» WORK TO BE COMPLETED
All pictures are to be excluded when the data below is output verbatim.

» RECORDS TO USE

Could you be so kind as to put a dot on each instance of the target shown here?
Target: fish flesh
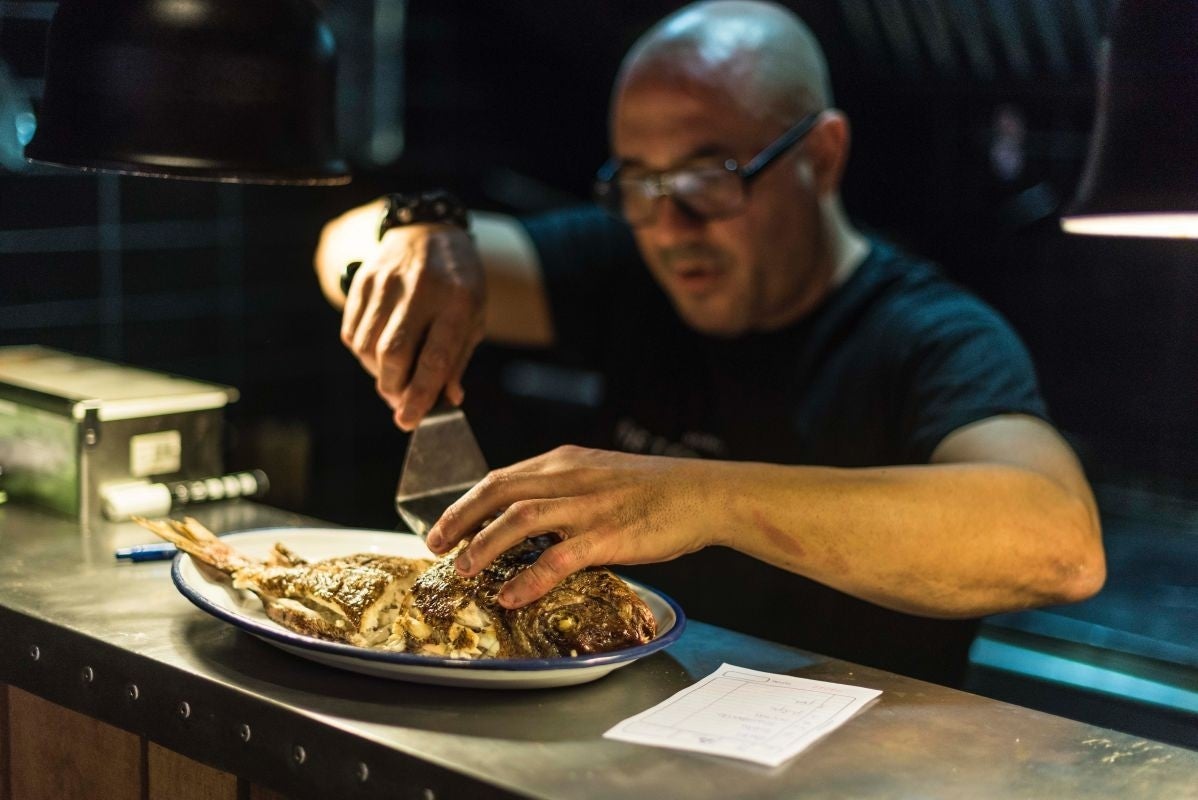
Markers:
(422, 605)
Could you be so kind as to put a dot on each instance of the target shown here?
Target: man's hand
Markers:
(605, 507)
(415, 314)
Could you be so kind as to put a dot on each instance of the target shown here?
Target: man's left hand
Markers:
(604, 507)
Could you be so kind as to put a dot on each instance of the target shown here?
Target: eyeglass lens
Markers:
(708, 193)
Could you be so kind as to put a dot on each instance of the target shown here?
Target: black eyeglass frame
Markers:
(606, 187)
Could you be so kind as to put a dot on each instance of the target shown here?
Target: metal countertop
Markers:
(313, 731)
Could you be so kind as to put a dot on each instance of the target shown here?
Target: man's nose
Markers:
(672, 219)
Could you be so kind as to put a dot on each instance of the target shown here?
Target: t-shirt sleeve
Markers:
(966, 364)
(586, 256)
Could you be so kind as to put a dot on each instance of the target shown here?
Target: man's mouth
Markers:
(695, 278)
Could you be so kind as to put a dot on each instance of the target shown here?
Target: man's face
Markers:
(752, 271)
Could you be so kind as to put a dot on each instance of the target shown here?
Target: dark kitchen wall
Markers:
(970, 119)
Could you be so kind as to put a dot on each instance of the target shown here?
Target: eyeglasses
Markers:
(705, 192)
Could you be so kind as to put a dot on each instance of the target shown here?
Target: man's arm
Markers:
(425, 295)
(1002, 520)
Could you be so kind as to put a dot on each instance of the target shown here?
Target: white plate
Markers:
(244, 611)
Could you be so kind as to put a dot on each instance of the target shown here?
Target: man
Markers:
(803, 359)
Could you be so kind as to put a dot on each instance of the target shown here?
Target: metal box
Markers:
(71, 425)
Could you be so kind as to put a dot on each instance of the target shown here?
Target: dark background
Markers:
(506, 104)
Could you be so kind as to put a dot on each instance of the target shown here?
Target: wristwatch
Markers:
(435, 206)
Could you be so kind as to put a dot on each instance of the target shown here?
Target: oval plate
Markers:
(244, 610)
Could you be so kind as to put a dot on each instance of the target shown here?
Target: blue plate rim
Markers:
(292, 638)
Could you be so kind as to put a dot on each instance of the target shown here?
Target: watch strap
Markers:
(435, 206)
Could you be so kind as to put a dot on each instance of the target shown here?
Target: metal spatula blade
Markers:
(442, 462)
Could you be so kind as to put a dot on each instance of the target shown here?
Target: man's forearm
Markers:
(942, 540)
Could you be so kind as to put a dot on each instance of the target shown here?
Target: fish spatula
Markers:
(442, 461)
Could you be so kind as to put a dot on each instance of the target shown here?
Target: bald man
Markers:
(877, 470)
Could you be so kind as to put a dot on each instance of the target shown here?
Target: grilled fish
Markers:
(421, 605)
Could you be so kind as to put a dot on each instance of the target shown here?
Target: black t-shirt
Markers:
(889, 364)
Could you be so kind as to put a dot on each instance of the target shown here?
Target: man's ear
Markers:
(827, 151)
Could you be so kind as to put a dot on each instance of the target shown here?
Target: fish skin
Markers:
(430, 607)
(591, 611)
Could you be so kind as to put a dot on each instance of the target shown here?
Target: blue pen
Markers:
(157, 552)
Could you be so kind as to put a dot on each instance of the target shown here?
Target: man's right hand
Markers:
(413, 315)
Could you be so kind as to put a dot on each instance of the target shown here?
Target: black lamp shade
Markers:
(1142, 174)
(224, 90)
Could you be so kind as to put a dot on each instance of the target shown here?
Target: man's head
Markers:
(721, 80)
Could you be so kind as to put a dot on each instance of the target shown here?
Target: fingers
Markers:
(369, 309)
(435, 363)
(554, 567)
(519, 521)
(501, 489)
(454, 389)
(413, 316)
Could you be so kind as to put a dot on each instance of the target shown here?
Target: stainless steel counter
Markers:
(119, 643)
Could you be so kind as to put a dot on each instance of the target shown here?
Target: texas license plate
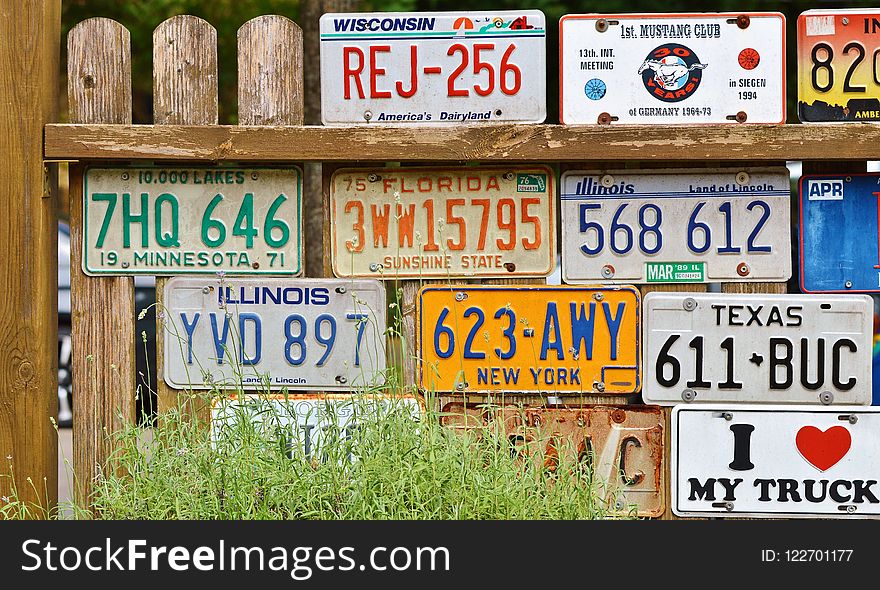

» REPLY
Could you be so kind as to put a dot on each instance of the target shown here?
Target: fish flesh
Markers:
(422, 605)
Could you be so kind as to put a dot on each instance of the target shown here?
Target: man's hand
Markers:
(605, 507)
(415, 314)
Could you be so kind as to put a dot on each instance of the target shown here?
Target: man's left hand
Markers:
(604, 507)
Could you be so kind as to put a dot on each instance of the target shown here?
Target: eyeglass lens
Markers:
(708, 193)
Could you be so kind as to put a dot on each instance of the target shown here?
Target: black eyeglass frame
Markers:
(606, 187)
Could you be so kind as to put a dot on each instance of the target shown here?
Target: metal countertop
Markers:
(313, 731)
Could you be so kind as to put a dot on each instance of the target shown here?
Target: man's nose
Markers:
(672, 219)
Could you be so kind as to put a dot on each instance of the target shown here?
Target: t-shirt sleeve
Markers:
(966, 364)
(586, 256)
Could you be so kind as to put a dot on each instance of the target shown here?
Target: man's mouth
Markers:
(695, 278)
Could you be so kind as to put a dot on each instance of the target shown here?
Target: man's face
Markers:
(752, 271)
Could you be so kind as to put a dot on each instance of the target shown here?
Target: dark kitchen wall
Markers:
(970, 119)
Could you be so kind as to put a dot on each instance of the target shown here?
Target: eyeglasses
Markers:
(705, 192)
Could you be so kind as to put a dot on each instance of the target shown here?
Target: man's arm
Markers:
(425, 295)
(1002, 520)
Could you be so kind as to put a dot on each instance of the target shown here?
Target: white plate
Markers:
(244, 611)
Could you be so kind as to put a dot on each instance of the target shown here?
Target: man
Markers:
(803, 359)
Could you be so kind as to put a dot on each instance of the target shown here?
Target: metal box
Markers:
(71, 425)
Could you be so kind as to put a dot on each instance of the target shown here?
Target: dark background
Markers:
(506, 104)
Could you be so kind as to put a dot on each instance of the target shown here?
Target: wristwatch
Markers:
(435, 206)
Could you be so kind as to put a dot on each instance of the target shown here?
Target: oval plate
Markers:
(244, 610)
Could you be so kind as to put a dot on each instance of the target shown here?
Target: blue plate rim
Markers:
(292, 638)
Could you be so kind as to put a dot on each instance of the target shown here?
Target: watch strap
Markers:
(435, 206)
Could you be so kind as to put a dot on each instance of the target shown here?
Target: metal spatula blade
Markers:
(442, 462)
Could you be so kind as to put a dot on each instance of the target shown here?
Target: man's forearm
Markers:
(942, 540)
Could you be so kind as to put a dot on each instance of the target shown here?
Target: fish spatula
Markers:
(442, 461)
Could you be so kind as to put a dot on each instance of the target shown here?
Target: bald man
Markers:
(877, 470)
Could you be so kind as to put a dot on each instance of the target shown here?
Target: grilled fish
Markers:
(421, 605)
Could you be so kind as to put a dot on each instance of the target shown here?
Target: black t-shirt
Markers:
(889, 364)
Could you be so kind as to put a dot on each instance of the target shown here?
Target: man's ear
Markers:
(827, 151)
Could you be so kind as to put a dot on each instance of the target shown here?
Target: fish skin
Markers:
(430, 607)
(591, 611)
Could you be so kind as to put a dot on each instance of the target shown here?
Target: blue pen
Markers:
(157, 552)
Could you be so kind as to put a dot on each instance of the target shown here?
Target: man's right hand
Markers:
(413, 315)
Could you be so kind as to put a dot on each instance of the target shown here?
Target: black lamp shade
Markers:
(1142, 174)
(224, 90)
Could you be so kind as to put a dot on each instance of the target shown here?
Target: man's head
Markers:
(721, 80)
Could you be so kind as to put a dot on each instance of the target shown here?
Target: fingers
Markers:
(369, 309)
(435, 363)
(554, 567)
(519, 521)
(501, 489)
(454, 389)
(413, 316)
Could you be so kind as to put a dot on each instance of the target shown here?
Target: stainless steel counter
Markers:
(119, 643)
Could you be so kind as to put a dot on each instance of the target shown here?
Target: texas license plate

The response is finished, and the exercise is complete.